> _TAREA PEDIDA A_: Según el texto extraído, ¿en qué medios se publicó el artículo de Robert Misik?

> _TEXTO EXTRAÍDO_:

Recientemente, el presidente de las Cortes de Castilla y León retiró del uso de la palabra al portavoz de Unidas Podemos en el Parlamento de esa Comunidad por calificar al vicepresidente del gobierno autonómico de fascista, dado que para Pablo Fernández Santos esa es la ideología política que profesa Juan García Gallardo, del que Francisco Igea dijo ayer: "Es evidente que está sin educar, es evidente que no tiene tolerancia a la frustración, es evidente que no está capacitado para ocupar este cargo". Similar comportamiento tuvo en el Congreso de los Diputados su vicepresidente, reprendiendo a varios oradores por llamar fascistas a los parlamentarios de Vox y eliminando ese término del diario de sesiones. Este artículo del escritor y ensayista Robert Misik, publicado en Social Europe y CTXT, es muy aleccionador para quienes tratan de blanquear o silenciar al fascismo. ya sea desde un Parlamento o desde los medios de comunicación:
Robert Misik
Los ultraderechistas, algunos
descendientes directos o indirectos de los partidos fascistas, están llegando
al poder en Europa; el caso más reciente ha sido en Italia, donde Giorgia
Meloni ha alcanzado la cúspide del gobierno. El hilo negro de su Fratelli
d'Italia se remonta a la “posfascista” Alleanza Nationale y el “neofascista”

> _Líneas de datos_:
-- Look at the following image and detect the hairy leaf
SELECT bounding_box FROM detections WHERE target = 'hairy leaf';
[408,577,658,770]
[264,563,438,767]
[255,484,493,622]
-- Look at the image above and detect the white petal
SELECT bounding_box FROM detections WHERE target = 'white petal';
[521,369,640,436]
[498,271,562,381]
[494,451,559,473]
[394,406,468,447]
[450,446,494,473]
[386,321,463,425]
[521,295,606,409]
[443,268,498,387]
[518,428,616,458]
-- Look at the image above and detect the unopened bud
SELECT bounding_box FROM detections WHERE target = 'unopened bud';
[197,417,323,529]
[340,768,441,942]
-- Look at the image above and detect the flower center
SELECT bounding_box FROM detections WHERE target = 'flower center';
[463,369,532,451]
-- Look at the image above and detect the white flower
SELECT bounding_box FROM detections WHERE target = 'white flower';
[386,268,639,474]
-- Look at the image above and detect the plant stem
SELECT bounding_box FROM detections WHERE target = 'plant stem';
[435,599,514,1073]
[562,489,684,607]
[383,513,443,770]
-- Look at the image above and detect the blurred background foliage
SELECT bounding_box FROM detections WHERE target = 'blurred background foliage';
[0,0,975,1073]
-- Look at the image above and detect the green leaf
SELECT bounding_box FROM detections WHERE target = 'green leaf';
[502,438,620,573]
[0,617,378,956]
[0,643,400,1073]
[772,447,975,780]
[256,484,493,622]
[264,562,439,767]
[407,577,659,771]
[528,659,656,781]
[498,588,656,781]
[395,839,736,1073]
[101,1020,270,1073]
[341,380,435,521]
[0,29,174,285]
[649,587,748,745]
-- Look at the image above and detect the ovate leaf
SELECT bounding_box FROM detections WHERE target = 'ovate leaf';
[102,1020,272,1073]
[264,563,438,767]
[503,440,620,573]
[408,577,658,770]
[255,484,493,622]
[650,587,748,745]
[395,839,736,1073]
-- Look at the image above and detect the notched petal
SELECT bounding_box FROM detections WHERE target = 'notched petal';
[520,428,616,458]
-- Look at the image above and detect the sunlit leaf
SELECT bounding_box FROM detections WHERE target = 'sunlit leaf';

> _TAREA PEDIDA B_: Cuenta las filas que contienen la cadena "FROM" y da solo el número.

> _RESPUESTA FINAL A_: En Social Europe y en CTXT.

> _RESPUESTA FINAL B_: 11